* 本文
·····

京都駅の南側、鴨川よりも西側にある「東九条」という地域をご存じでしょうか?

この地域には、在日韓国・朝鮮人の方だけでなく被差別部落の出身の方や障がい者の方、最近では東南アジアから日本に移り住んできた方などが様々な対話や葛藤を繰り返しながらともに暮らしている地域です。

 

 

ひょんなことからこの東九条という地域とつながりを持つことができたため、生徒と一緒にこの地域のことを学びたいと思うようになりました。

そのことを通じて、生徒たちには学びの森よりも大きな「社会」に触れ、多様な他者と対話し、自分の枠組みを作り変えていくことの楽しさと難しさを経験してほしいと思ったからです。

 

 

こうした思いに応えてくださったのが、京都市地域・多文化交流ネットワークサロンの宇山さんと、東九条まちづくりセンター「まめもやし」の村木さんでした。

お二人とも、今回のフィールドワークに向けてどんなことを伝えるか一緒に考えてくださいました。

東九条の中でも、今回焦点を当てたのは「40番地」。

当時住むところのなかった人たちが集まり、高瀬川と鴨川の間にバラック小屋を建てて住んでいた地域です。

 

 

今はもうすっかり小屋もなくなり、春には桜がきれいに見える土手となったところに、一言では語りつくせない歴史があります。

その歴史と現在を実際に見てきました。

 

 

宇山さんが当時の「40番地」の暮らしをひとつひとつ丁寧に説明してくれました。

当時は電話も何軒かで共有していたこと。火事のときにすぐに燃え広がってしまったこと。水道設備はなく地下水を生活に使っていたこと。音楽をしたり踊ったりして自然と人が集まっていたこと。

出てくる写真や、言葉の生々しさに生徒たちも「えぇ~!あぶな!」と驚いていました。

 

 

 

30分ほど説明を聞いた後、実際にそこに足を運ぶことに。

その道中で、宇山さんは道行く人と言葉を交わしていました。

 

「あら!何してんの?」

「こんにちは~今フィールドワーク中」

「またね~」

 

こんな会話が何気なく繰り返されます。

その流れで京都コリアン生活センター「エルファ」の方にもどんな活動をしているのかうかがうことができました。

東九条の地域のつながりの強さが垣間見られた瞬間だったように思います。

 

 

一行は「40番地」に到着。

·····

* データ抜粋

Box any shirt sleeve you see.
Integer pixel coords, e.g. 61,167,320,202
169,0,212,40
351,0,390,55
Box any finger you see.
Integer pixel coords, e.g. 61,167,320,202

·····

* 課題
本文によると、当時の「40番地」では生活にどのような水を使っていましたか。 データは本文の内容とは関係がありません。

* 解答
水道設備がなかったため、地下水を生活に使っていました。